▸ **What you will do**:
1 – Using the brain tumor page, answer these:
(a) In what share of GBM tumors is constitutively activated p-STAT3 found?
(b) In what share of glioblastoma multiforme tumors is amplification of the EGFR gene found?
(c) In which cells is P-gp expressed?
2 – From the brain tumor page, pull out word for word the passage starting with "Unphosphorylated, inactive Stat3" and going on through "glioblastoma multiforme tumors.".

*** Opening Document text ***

Brain Tumors

Penetrating the BBB

α4β1/FAK/STAT3 is clinically relevant in 94% of GBM Tumors

Effective treatment of brain tumors requires a) unfettered access to the brain; and b) a clinically relevant target whose mechanism of action plays an important role in the unrestrained aggressiveness of the tumor. 

Our proprietary drugs are high potency inhibitors of α4β1; a clinically relevant target in aggressive brain cancers where the α4β1/FAK/STAT3 controls of STAT3 activation in these therapy-resistant tumors. 

Unphosphorylated, inactive Stat3 is expressed in all cell types. Although STAT3 activation to p-STAT3 in aggressive tumors is regulated by other signaling pathways, α4β1/FAK/STAT3 is the dominant pathway in glioblastoma multiforme. 

While constitutively activated phosphorylated Stat3 (p-STAT3) is found in 94% of GBM tumors, amplification of the EGFR gene and corresponding EGFR signaling is found in only 45-50% of glioblastoma multiforme tumors.

Drug Access to Brain Tumors is Critical for Effectiveness

Overexpression of P-glycoprotein (P-gp) is one of the best characterized transporter-mediated barriers to successful cancer therapy when tumor cells become resistant. P-gp also plays a major role in restricting access of many newer drugs to overcome the blood-brain-barrier (BBB); creating a critical barrier to successful therapy in patients with brain and neurological tumors. P-gp is expressed in the luminal membrane of brain capillary endothelial cells that form the blood–brain barrier, and effluxes these drugs back into the blood. Phenothiazines have a high affinity toward brain tissue and cross the blood-brain-barrier.

*** Closing Document text ***
*** Opening Source information ***

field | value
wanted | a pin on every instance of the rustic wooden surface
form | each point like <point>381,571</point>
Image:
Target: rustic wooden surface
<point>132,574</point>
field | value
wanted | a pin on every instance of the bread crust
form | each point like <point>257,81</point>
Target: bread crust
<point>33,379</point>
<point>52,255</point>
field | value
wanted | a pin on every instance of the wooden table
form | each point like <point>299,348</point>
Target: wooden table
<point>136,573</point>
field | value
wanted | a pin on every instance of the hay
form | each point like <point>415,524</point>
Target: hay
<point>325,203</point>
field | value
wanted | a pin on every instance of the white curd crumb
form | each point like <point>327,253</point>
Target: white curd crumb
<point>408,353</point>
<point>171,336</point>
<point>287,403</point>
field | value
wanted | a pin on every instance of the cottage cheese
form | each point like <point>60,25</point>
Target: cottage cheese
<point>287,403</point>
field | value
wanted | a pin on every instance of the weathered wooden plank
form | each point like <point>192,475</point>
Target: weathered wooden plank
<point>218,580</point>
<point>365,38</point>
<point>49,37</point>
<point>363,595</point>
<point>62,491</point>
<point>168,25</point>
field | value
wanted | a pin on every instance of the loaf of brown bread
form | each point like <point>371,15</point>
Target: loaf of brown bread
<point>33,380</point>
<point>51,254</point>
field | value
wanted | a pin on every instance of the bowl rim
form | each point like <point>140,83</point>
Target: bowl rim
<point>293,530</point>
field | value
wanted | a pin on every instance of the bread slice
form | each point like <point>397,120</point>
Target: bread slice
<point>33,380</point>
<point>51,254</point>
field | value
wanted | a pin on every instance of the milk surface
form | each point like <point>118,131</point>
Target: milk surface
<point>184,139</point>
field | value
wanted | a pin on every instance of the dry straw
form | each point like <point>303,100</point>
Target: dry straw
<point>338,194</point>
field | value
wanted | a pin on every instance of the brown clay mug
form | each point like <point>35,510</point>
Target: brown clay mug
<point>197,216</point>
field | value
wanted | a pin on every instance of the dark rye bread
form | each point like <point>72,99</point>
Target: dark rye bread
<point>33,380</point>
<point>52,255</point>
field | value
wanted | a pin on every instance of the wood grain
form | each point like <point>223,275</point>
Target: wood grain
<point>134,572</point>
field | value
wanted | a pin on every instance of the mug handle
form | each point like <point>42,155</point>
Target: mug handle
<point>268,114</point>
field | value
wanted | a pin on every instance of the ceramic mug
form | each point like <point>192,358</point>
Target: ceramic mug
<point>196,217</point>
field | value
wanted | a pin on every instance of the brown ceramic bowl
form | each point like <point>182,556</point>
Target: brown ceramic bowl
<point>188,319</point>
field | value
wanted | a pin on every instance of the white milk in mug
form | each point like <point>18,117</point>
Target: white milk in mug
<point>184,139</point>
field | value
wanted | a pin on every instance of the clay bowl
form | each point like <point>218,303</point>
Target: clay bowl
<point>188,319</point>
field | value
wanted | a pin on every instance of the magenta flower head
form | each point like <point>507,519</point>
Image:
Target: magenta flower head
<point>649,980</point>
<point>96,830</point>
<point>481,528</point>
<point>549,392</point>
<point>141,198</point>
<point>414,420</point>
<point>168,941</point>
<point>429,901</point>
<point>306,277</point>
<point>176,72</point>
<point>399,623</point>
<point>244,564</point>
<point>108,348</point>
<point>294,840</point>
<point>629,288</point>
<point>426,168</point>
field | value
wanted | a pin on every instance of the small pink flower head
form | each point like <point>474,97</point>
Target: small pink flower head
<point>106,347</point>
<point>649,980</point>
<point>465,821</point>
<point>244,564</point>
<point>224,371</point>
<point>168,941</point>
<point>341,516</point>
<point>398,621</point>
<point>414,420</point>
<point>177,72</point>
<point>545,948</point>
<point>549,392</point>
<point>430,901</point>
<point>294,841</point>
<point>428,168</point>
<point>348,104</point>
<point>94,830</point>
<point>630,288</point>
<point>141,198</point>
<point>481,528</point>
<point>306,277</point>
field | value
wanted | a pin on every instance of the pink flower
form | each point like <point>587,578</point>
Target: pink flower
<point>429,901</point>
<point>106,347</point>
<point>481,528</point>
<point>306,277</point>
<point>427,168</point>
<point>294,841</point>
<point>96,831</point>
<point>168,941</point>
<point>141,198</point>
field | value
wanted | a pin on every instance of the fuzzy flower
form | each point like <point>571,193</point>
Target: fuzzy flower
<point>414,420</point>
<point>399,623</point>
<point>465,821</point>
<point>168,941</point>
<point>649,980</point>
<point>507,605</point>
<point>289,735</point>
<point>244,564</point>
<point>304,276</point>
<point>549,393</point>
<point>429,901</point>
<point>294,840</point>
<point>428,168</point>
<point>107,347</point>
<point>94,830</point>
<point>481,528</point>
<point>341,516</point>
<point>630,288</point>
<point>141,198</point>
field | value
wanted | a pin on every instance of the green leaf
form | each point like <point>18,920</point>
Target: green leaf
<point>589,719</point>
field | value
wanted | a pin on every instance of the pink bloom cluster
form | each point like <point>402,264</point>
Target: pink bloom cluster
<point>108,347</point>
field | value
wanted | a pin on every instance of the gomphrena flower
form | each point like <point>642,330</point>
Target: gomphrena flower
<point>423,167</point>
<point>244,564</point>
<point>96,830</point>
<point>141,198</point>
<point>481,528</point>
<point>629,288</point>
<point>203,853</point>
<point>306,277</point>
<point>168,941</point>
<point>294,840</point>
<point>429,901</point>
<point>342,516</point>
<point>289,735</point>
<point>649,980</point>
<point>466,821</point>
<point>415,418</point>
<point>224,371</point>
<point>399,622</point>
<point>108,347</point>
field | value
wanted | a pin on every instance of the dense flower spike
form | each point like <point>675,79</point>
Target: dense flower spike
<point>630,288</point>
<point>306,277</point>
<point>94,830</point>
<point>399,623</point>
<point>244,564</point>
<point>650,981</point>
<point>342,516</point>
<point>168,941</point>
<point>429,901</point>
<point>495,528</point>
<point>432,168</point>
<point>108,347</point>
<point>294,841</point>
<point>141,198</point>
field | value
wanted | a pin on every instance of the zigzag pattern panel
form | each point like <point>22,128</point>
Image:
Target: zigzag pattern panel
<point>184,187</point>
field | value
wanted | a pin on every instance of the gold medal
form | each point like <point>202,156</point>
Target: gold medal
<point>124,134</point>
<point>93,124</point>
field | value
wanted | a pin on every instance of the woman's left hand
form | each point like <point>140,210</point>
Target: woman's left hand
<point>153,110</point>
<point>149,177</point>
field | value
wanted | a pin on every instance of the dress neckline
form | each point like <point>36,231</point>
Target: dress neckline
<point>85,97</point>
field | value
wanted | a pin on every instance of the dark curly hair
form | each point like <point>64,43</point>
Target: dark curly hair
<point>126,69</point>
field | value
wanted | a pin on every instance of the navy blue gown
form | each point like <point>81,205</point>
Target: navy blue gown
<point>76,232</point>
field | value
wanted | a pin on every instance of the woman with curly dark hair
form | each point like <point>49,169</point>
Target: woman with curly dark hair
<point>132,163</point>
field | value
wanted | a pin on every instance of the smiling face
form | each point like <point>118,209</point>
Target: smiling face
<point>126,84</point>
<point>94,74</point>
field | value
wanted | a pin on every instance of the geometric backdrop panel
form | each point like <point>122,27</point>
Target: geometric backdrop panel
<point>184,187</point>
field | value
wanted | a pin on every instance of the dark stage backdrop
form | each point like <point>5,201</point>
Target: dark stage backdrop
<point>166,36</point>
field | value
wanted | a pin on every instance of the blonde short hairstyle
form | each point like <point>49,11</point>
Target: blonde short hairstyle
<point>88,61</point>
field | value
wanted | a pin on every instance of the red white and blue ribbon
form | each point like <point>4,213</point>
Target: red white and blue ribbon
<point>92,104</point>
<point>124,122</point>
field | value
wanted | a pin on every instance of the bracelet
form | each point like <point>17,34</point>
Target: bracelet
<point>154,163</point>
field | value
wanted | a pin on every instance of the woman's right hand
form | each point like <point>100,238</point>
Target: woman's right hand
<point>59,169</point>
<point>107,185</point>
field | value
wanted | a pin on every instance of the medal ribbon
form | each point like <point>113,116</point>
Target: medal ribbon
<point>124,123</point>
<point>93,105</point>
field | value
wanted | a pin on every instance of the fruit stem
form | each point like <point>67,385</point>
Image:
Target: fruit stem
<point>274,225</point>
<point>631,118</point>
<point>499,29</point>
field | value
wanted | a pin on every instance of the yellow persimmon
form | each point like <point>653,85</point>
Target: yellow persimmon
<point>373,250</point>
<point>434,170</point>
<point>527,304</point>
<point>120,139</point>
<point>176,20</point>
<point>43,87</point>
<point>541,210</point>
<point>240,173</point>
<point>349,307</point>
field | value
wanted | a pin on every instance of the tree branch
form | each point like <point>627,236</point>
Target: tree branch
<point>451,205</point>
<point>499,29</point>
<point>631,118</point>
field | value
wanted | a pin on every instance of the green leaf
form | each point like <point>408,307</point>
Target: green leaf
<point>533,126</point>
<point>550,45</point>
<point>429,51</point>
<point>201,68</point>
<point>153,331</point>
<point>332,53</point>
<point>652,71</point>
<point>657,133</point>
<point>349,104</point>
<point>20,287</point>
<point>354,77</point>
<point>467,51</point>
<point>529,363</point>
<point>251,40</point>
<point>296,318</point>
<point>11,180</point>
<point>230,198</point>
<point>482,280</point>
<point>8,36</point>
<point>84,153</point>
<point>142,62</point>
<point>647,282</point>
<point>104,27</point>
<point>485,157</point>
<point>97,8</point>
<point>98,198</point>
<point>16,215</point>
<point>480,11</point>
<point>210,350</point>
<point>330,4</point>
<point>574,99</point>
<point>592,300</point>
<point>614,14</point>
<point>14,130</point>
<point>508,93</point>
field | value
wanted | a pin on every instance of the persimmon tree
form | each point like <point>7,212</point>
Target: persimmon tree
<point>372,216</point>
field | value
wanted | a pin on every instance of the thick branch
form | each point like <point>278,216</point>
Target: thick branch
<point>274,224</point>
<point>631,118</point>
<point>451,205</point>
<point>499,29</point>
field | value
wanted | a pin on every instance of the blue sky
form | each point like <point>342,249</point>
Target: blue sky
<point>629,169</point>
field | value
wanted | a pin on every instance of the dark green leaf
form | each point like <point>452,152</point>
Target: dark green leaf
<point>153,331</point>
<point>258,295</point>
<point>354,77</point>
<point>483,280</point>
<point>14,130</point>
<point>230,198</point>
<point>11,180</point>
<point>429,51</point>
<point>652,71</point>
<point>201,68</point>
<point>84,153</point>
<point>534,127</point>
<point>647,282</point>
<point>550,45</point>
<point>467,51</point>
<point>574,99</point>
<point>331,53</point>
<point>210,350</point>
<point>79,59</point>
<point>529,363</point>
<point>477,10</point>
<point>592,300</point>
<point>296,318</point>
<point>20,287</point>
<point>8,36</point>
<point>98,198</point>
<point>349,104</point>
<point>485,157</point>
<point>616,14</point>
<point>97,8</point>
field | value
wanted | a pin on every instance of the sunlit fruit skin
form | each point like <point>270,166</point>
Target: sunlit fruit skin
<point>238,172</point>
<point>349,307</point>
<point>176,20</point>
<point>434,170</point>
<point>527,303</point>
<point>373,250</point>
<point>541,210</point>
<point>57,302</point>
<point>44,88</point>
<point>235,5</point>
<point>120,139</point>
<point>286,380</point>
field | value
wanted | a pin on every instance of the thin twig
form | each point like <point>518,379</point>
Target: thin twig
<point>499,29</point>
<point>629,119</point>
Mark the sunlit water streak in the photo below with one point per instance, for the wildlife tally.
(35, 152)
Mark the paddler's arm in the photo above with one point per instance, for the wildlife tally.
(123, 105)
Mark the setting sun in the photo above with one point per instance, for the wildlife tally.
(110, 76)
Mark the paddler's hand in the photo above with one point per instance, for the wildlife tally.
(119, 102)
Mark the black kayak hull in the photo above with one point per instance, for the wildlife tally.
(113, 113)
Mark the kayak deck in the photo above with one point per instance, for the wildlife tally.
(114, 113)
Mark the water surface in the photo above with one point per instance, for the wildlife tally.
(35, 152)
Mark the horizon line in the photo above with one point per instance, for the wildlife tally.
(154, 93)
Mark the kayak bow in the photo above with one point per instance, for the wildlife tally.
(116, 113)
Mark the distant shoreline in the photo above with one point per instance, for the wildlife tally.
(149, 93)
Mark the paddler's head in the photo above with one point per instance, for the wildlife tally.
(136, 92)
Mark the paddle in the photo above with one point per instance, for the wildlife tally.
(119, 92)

*** Closing Source information ***

▸ **Exercise answers**:
1 –
(a) 94%
(b) 45-50%
(c) In the luminal membrane of brain capillary endothelial cells that form the blood–brain barrier

2 –
Unphosphorylated, inactive Stat3 is expressed in all cell types. Although STAT3 activation to p-STAT3 in aggressive tumors is regulated by other signaling pathways, α4β1/FAK/STAT3 is the dominant pathway in glioblastoma multiforme. 

While constitutively activated phosphorylated Stat3 (p-STAT3) is found in 94% of GBM tumors, amplification of the EGFR gene and corresponding EGFR signaling is found in only 45-50% of glioblastoma multiforme tumors.